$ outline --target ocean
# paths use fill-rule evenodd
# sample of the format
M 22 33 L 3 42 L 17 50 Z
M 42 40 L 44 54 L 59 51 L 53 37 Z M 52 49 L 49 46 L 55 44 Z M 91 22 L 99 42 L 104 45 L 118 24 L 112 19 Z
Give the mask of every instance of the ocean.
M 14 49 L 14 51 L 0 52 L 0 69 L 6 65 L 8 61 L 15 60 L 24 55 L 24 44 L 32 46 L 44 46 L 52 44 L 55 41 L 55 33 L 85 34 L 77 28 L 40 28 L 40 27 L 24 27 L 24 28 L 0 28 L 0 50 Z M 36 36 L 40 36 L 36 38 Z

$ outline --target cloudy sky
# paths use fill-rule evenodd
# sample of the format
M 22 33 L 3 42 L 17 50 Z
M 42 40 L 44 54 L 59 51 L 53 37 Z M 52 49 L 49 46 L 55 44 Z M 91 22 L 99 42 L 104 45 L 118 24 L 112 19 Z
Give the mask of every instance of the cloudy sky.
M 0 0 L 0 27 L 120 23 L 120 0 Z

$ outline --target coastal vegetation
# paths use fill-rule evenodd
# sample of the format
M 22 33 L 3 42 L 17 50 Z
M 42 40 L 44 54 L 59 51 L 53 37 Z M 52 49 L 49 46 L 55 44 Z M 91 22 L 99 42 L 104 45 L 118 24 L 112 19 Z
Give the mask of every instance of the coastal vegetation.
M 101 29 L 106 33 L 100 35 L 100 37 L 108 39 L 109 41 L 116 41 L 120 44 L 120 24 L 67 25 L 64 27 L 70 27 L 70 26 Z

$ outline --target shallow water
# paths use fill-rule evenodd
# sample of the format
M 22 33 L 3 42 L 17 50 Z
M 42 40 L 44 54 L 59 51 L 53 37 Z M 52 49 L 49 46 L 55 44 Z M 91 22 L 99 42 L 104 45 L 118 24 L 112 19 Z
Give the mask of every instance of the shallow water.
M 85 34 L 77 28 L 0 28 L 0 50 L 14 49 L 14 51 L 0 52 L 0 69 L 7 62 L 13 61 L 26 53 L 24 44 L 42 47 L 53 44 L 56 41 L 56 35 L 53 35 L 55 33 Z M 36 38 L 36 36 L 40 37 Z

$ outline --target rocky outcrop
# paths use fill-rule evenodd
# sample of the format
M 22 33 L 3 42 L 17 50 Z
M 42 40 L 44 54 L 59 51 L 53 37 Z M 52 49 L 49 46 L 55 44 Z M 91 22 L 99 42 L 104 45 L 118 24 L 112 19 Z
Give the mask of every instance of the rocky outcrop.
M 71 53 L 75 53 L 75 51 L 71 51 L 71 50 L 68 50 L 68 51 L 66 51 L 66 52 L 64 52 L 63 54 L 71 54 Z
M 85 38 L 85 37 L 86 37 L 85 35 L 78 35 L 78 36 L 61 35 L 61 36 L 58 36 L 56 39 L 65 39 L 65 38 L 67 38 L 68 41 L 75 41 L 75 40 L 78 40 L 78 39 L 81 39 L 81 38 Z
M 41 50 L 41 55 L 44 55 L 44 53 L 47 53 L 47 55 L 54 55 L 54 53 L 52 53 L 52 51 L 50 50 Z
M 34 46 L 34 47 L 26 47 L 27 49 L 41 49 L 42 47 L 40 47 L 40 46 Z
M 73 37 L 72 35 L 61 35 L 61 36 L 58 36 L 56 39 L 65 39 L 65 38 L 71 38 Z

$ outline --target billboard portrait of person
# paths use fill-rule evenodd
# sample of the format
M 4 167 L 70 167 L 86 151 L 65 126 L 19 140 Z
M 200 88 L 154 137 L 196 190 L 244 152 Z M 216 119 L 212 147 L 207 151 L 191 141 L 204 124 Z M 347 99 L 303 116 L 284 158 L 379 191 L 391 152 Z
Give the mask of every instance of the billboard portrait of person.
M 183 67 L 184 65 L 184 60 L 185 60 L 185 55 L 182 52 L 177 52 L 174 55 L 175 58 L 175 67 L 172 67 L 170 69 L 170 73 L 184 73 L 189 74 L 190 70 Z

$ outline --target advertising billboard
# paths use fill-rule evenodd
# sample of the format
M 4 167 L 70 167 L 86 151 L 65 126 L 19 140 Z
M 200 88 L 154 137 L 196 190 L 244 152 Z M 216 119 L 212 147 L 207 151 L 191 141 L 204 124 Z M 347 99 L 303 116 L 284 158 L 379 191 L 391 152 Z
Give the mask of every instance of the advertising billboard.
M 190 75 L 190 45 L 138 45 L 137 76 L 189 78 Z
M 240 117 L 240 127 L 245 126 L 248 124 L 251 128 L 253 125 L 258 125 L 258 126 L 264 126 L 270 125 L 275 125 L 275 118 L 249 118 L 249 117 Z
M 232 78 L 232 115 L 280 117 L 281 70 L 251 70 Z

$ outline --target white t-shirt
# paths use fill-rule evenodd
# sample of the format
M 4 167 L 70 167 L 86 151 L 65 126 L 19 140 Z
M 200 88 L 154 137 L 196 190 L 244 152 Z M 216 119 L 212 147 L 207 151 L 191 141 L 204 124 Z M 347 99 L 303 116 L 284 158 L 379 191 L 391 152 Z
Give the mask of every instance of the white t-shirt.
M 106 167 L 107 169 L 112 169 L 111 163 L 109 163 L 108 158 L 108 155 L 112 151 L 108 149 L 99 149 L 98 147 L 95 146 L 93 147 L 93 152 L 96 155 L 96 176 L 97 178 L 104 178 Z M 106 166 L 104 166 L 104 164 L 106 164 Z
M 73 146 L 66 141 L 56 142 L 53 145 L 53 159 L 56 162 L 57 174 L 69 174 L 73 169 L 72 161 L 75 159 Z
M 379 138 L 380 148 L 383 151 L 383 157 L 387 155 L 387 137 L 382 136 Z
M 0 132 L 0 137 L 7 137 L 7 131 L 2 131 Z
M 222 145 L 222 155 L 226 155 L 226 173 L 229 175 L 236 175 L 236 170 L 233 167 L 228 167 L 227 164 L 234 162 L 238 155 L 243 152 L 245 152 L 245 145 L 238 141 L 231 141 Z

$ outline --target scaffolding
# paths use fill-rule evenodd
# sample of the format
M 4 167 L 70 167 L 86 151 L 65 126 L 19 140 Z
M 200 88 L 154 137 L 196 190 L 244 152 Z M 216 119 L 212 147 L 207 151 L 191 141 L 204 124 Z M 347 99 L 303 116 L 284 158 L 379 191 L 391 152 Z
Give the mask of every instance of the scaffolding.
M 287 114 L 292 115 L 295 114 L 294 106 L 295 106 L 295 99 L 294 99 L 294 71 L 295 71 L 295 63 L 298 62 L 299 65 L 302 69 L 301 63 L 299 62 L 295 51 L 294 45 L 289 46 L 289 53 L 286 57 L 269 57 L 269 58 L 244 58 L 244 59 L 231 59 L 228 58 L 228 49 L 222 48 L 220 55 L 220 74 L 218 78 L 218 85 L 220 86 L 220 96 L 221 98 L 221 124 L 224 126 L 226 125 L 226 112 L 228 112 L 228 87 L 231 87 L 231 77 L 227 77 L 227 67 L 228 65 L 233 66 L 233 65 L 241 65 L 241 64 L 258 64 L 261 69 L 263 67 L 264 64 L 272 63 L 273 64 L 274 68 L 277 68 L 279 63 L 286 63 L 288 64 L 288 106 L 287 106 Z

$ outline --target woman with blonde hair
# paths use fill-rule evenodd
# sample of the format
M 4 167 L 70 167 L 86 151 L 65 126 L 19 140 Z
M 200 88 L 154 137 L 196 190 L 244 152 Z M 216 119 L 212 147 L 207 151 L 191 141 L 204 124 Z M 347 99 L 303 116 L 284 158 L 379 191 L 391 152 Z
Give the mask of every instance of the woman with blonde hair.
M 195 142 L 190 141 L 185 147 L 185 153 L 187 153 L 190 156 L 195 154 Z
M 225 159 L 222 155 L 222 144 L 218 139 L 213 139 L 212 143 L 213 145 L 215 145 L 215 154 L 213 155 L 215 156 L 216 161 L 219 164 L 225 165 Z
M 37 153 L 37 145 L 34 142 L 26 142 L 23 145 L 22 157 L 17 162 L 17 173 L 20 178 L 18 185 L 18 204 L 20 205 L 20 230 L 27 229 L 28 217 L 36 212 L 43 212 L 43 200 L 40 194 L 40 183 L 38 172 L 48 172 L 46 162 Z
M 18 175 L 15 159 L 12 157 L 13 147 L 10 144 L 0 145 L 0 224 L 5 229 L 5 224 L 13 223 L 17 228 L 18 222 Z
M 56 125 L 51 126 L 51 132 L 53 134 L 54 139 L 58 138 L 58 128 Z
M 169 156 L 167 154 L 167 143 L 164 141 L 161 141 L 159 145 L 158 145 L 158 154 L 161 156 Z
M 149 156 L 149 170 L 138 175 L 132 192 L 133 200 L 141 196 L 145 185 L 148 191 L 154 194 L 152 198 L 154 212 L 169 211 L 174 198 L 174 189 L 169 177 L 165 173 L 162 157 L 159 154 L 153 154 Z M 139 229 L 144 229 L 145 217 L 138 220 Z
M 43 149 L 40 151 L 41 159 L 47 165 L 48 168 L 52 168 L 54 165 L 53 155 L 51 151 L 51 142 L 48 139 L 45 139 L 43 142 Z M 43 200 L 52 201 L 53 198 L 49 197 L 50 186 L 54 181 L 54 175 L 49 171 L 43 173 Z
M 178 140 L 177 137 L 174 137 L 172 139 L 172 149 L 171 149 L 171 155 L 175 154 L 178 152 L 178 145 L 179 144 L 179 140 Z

• _What the task asks_:
Copy the lines exactly, starting at the line that contains "--target cloudy sky" and ending at the line that contains "M 85 34 L 77", both included.

• _Finished answer_:
$ outline --target cloudy sky
# paths use fill-rule evenodd
# sample of the format
M 22 33 L 3 42 L 17 50 Z
M 42 40 L 44 54 L 59 51 L 53 37 Z M 52 49 L 49 46 L 55 44 Z M 91 22 L 99 42 L 104 45 L 118 24 L 112 19 Z
Give the mask of every instance of the cloudy sky.
M 0 0 L 0 27 L 120 23 L 120 0 Z

$ outline --target coastal vegetation
# paths use fill-rule evenodd
# sample of the format
M 22 33 L 3 42 L 17 50 Z
M 42 40 L 44 54 L 59 51 L 53 37 Z M 52 49 L 49 46 L 55 44 Z M 91 22 L 99 42 L 104 45 L 118 24 L 112 19 Z
Give the mask of every instance of the coastal vegetation.
M 101 29 L 106 33 L 100 35 L 100 37 L 108 39 L 109 41 L 116 41 L 120 44 L 120 24 L 67 25 L 64 27 L 70 27 L 70 26 Z

$ outline --target shallow water
# paths use fill-rule evenodd
# sample of the format
M 22 33 L 3 42 L 17 50 Z
M 42 40 L 44 54 L 59 51 L 53 37 Z M 52 49 L 49 46 L 55 44 Z M 91 22 L 99 42 L 104 45 L 118 24 L 112 19 Z
Give the mask of every instance of the shallow water.
M 85 34 L 77 28 L 0 28 L 0 50 L 14 49 L 14 51 L 0 52 L 0 69 L 7 62 L 13 61 L 26 53 L 24 44 L 42 47 L 53 44 L 56 41 L 56 35 L 53 35 L 55 33 Z M 36 38 L 36 36 L 40 37 Z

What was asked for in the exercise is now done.